PROBLEM DETAILS: Return the complete listing that follows, with each line reproduced exactly.

*** RECORDS FOR THIS TASK ***

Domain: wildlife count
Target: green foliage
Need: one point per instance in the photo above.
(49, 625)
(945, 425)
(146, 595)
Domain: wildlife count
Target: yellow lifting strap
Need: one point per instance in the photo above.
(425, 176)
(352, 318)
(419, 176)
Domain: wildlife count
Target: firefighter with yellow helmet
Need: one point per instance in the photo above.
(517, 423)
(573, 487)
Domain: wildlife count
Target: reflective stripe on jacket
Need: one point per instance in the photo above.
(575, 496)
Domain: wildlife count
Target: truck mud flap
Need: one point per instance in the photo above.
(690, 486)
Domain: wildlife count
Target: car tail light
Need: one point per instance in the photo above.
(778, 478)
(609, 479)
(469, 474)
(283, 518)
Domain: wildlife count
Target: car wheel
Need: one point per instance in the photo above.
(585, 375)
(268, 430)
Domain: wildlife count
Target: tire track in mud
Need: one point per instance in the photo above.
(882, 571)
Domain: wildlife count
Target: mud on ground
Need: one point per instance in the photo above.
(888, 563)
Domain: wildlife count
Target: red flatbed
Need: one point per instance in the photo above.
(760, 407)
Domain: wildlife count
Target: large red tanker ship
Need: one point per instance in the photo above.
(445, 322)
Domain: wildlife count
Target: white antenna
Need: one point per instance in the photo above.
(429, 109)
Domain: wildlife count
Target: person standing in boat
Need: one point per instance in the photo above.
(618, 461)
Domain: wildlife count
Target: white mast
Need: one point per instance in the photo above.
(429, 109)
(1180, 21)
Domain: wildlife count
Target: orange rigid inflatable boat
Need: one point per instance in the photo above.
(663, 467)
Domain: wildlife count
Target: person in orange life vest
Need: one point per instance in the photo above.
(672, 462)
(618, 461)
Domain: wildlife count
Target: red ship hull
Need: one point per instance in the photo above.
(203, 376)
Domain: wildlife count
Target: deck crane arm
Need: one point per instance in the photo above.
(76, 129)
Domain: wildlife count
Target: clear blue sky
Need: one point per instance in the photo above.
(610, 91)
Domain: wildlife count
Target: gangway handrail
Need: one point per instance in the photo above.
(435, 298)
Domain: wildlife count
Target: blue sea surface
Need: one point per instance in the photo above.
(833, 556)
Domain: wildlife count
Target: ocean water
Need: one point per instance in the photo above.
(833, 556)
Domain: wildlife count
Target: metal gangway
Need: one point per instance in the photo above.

***

ANSWER TO THE PROBLEM:
Domain: wildlife count
Target: green foliage
Need: one point per instance in the photo above.
(49, 625)
(945, 425)
(146, 595)
Domain: wildlife count
Target: yellow lifting strap
Need: one point per instance in the photo above.
(425, 176)
(352, 318)
(419, 176)
Domain: wildlife count
Target: firefighter with yellow helmet
Need: one point per instance in the photo above.
(517, 423)
(573, 487)
Domain: wildlife count
Target: reflective stripe on jacket
Need: one point per instance in the photo above.
(575, 496)
Domain: wildlife count
Target: truck mud flap
Need: one point per instance in the photo above.
(690, 486)
Domain: wildlife count
Target: car tail light
Need: one point per instance in the photo above.
(778, 478)
(609, 479)
(469, 474)
(283, 518)
Domain: wildlife count
Target: car wheel
Need: one point per instance in the photo above.
(585, 375)
(268, 430)
Domain: wildlife count
Target: tire track in mud
Need: one point per instance in the photo above.
(882, 571)
Domain: wildlife count
Target: mud on ground
Need: one point per instance in the photo above.
(888, 563)
Domain: wildlife count
Target: red flatbed
Need: one point per instance in the photo above.
(760, 407)
Domain: wildlife count
Target: large red tanker ship
Need: one point per instance in the photo above.
(445, 322)
Domain: wildlife count
Target: white antenna
Need: one point per instance in the photo above.
(429, 109)
Domain: wildlife count
Target: person standing in boat
Need: one point per instance in the photo above.
(618, 461)
Domain: wildlife count
Target: white mast
Need: one point per instance in the photo above.
(429, 109)
(1180, 21)
Domain: wildlife count
Target: orange rigid inflatable boat
Need: one point per instance in the photo above.
(663, 467)
Domain: wildlife count
Target: person in orange life vest
Need: one point per instance in the photo above.
(672, 462)
(618, 461)
Domain: wildlife count
Target: red ship hull
Need: one point per instance in the photo above.
(203, 376)
Domain: wildlife count
Target: deck crane arm
Need: one point per instance in the photo above.
(76, 129)
Domain: wildlife count
Target: clear blue sky
Need: one point per instance in the photo above.
(610, 91)
Domain: wildlife count
Target: gangway handrail
Need: one point per instance in the photo above.
(435, 298)
Domain: wildlife count
Target: blue sea surface
Need: one point per instance in the photo above.
(833, 556)
Domain: wildlife count
Target: ocean water
Need: one point per instance in the photo above.
(833, 556)
Domain: wildlife count
Target: metal gangway
Need: one point per instance in the photo above.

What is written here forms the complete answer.